YOUR TASK
Can you copy out the lines starting at the one that contains "[mark] the pergola" and ending at the last line, keeping every line but multiplying each x and y coordinate by 1.05, rounded to whole numbers with halves going up? Give only those lines.

──────────

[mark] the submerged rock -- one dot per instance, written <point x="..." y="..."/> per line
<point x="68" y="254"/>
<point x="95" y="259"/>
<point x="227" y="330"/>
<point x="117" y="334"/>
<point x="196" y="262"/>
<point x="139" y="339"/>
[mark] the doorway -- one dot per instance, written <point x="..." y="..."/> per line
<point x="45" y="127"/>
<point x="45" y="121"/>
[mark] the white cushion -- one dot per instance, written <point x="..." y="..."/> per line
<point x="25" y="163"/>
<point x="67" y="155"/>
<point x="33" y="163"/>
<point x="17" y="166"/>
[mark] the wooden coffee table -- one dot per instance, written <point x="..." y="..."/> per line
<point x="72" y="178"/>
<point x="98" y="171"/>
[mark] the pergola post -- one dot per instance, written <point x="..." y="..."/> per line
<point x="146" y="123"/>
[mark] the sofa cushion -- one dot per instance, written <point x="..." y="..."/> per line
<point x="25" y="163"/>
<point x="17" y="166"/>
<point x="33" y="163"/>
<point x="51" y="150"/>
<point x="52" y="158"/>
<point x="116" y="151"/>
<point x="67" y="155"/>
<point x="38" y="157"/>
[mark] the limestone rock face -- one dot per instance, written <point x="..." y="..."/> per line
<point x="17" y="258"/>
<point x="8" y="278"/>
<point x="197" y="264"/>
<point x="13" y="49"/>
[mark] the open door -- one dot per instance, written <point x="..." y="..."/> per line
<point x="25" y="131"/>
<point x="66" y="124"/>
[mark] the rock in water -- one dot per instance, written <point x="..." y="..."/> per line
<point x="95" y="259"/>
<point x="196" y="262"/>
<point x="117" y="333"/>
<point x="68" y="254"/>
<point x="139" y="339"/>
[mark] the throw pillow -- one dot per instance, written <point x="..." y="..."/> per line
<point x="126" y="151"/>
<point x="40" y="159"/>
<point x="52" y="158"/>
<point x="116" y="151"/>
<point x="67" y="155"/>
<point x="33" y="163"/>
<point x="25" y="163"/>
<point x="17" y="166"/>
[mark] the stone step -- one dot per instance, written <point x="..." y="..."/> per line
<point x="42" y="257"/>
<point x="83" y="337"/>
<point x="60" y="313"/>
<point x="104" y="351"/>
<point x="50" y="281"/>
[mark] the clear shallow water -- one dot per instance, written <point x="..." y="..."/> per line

──────────

ANSWER FOR THIS EXERCISE
[mark] the pergola post -- one dot per instance, written <point x="..." y="..."/> per line
<point x="153" y="129"/>
[mark] the sofa cushion -- one dot per instance, written <point x="..." y="..."/> per line
<point x="26" y="171"/>
<point x="18" y="174"/>
<point x="35" y="171"/>
<point x="54" y="158"/>
<point x="55" y="166"/>
<point x="122" y="159"/>
<point x="70" y="163"/>
<point x="40" y="165"/>
[mark] the limestone rock face -- one dot per instance, written <point x="..." y="..."/> per line
<point x="18" y="271"/>
<point x="8" y="292"/>
<point x="207" y="277"/>
<point x="14" y="51"/>
[mark] the open door -- one dot per instance, written <point x="..." y="..."/> per line
<point x="26" y="138"/>
<point x="69" y="130"/>
[mark] the rock in water -- one dot per instance, written <point x="..." y="..."/> per line
<point x="100" y="272"/>
<point x="206" y="275"/>
<point x="123" y="350"/>
<point x="71" y="267"/>
<point x="146" y="356"/>
[mark] the throw pillow -- one dot per instance, written <point x="..." y="..."/> per line
<point x="132" y="159"/>
<point x="42" y="167"/>
<point x="55" y="166"/>
<point x="122" y="159"/>
<point x="70" y="163"/>
<point x="35" y="171"/>
<point x="26" y="171"/>
<point x="18" y="174"/>
[mark] the stone step -- one dot per instance, written <point x="..." y="..."/> per line
<point x="44" y="270"/>
<point x="87" y="354"/>
<point x="63" y="329"/>
<point x="109" y="369"/>
<point x="53" y="295"/>
[mark] the clear shallow water -- one dot per instance, written <point x="..." y="..."/> per line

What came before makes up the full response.